> **Passage**
= = = =
The future of health care reform just became a little more secure, thanks to a federal judge in Detroit.
On Thursday, U.S. District Judge George Caram Steeh issued a ruling in Thomas More Law Center v. Barack Obama. It's one of a dozen lawsuits the opponents of health care reform have filed in federal courts, in an effort to roll back the Affordable Care Act. But it is the first case in which a judge has issued a verdict. And the verdict is pretty much a wholesale win for reform.
The plaintiffs in this case are the Law Center, a conservative public interest law firm based in Ann Arbor, Michigan, along with some Michigan residents. The focus of their lawsuit is the individual mandate--the requirement, which becomes effective in 2014, that all Americans obtain a "creditable" health insurance policy. ("Creditable" is wonkspeak for a policy that includes basic benefits, as defined by the government.) According to the plaintiffs, the federal government has no right to impose that requirement, since it would compel people to spend money on health insurance instead of some other good.
= = = =
> **Material provided**
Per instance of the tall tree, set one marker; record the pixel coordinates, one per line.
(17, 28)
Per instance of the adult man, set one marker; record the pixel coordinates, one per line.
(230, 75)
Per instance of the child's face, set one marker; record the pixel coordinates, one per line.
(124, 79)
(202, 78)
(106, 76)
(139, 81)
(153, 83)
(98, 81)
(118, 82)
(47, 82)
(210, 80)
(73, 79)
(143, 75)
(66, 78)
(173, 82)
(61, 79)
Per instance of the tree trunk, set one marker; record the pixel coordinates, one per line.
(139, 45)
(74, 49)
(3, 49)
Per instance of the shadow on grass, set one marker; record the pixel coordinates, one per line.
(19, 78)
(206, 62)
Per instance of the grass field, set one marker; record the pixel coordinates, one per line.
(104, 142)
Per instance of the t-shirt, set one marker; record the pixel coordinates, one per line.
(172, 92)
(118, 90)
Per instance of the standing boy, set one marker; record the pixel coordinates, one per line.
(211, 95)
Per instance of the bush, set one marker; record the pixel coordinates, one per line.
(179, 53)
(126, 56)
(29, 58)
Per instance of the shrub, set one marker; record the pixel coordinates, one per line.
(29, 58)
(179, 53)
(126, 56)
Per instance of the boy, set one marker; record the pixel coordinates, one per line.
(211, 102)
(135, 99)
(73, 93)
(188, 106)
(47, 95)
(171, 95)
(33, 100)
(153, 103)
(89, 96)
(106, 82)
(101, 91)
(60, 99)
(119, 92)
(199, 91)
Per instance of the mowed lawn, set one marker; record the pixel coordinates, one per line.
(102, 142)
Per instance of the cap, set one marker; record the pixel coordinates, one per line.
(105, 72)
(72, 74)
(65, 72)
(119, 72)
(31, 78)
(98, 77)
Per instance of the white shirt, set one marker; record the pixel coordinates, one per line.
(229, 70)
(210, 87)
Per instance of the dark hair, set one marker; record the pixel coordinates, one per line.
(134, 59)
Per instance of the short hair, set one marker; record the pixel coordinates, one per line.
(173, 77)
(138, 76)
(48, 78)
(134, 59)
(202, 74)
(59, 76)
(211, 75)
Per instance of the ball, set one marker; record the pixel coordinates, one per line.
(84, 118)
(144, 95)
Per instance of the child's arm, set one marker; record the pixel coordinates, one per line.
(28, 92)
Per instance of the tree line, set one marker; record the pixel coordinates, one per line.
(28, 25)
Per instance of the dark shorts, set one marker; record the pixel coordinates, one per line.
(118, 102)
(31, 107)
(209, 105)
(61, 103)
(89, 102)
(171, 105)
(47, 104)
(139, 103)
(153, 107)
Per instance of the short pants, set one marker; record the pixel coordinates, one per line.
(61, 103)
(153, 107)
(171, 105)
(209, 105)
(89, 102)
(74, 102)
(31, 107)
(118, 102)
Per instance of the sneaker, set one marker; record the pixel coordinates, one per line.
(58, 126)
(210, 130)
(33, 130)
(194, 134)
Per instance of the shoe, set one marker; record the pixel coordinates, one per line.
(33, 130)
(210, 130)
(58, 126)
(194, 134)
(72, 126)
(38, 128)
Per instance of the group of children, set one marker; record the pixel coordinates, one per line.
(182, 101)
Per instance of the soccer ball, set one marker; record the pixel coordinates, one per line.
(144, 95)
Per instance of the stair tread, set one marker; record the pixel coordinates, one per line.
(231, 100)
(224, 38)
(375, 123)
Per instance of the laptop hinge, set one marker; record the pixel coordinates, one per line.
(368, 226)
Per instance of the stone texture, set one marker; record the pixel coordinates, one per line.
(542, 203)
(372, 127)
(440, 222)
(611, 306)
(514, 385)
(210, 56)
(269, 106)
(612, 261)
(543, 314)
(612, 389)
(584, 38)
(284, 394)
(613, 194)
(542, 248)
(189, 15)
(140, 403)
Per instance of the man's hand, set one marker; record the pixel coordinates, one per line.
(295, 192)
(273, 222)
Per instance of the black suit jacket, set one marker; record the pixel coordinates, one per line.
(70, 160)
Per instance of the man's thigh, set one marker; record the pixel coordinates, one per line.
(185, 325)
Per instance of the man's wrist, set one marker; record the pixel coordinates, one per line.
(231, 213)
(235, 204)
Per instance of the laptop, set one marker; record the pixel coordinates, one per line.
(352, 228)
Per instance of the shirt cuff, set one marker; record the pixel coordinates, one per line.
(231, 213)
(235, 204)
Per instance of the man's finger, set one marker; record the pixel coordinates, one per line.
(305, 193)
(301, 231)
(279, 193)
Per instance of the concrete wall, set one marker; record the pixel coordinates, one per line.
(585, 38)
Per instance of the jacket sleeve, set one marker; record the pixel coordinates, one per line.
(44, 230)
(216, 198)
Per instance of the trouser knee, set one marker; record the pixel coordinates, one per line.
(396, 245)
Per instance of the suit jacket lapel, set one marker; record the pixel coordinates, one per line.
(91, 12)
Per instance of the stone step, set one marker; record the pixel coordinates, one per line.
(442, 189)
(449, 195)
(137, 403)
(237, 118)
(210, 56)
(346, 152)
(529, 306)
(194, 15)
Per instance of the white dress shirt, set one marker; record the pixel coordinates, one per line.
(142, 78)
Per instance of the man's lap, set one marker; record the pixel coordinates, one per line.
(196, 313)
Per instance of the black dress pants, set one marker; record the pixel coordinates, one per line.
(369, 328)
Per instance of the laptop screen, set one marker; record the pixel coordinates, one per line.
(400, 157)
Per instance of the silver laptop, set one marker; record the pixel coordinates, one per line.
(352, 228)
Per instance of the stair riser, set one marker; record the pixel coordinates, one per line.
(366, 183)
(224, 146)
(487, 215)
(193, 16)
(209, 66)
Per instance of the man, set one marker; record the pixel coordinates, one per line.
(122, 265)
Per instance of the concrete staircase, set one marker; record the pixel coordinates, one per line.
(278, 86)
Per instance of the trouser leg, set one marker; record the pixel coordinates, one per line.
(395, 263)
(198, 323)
= = = =
> **Check your understanding**
A. Answer these questions from the passage on the health care reform ruling:
(i) Which judge issued the ruling?
(ii) In what city is the Law Center based?
(iii) In what year does the individual mandate take effect?
B. Continue the passage on the Detroit ruling about health care reform, starting right after its last sentence.

> **Your responses**
A.
(i) U.S. District Judge George Caram Steeh
(ii) Ann Arbor, Michigan
(iii) 2014

B.
In response, the Obama Administration has argued the authority to impose the mandate lies in two separate constitutional provisions--one that gives the federal government power to regulate interstate commerce and one that gives the federal government power to tax for the sake of promoting the general welfare. Steeh basically agreed with both propositions.
From the ruling itself (courtesy Andrew Sullivan):
The health care market is unlike other markets. No one can guarantee his or her health, or ensure that he or she will never participate in the health care market. Indeed, the opposite is nearly always true. The question is how participants in the health care market pay for medical expenses — through insurance, or through an attempt to pay out of pocket with a backstop of uncompensated care funded by third parties.
This phenomenon of cost-shifting is what makes the health care market unique. Far from “inactivity,” by choosing to forgo insurance, plaintiffs are making an economic decision to try to pay for health care services later, out of pocket, rather than now through the purchase of insurance, collectively shifting billions of dollars, $43 billion in 2008, onto other market participants.
Back to Jonathan Cohn:
But the premise of Steeh's legal argument seems to be a notion about policy--that it's not possible to regulate the insurance industry, in a way that would make coverage available to all people, without compelling every person to get coverage. On that count, I would argue, Steeh is correct.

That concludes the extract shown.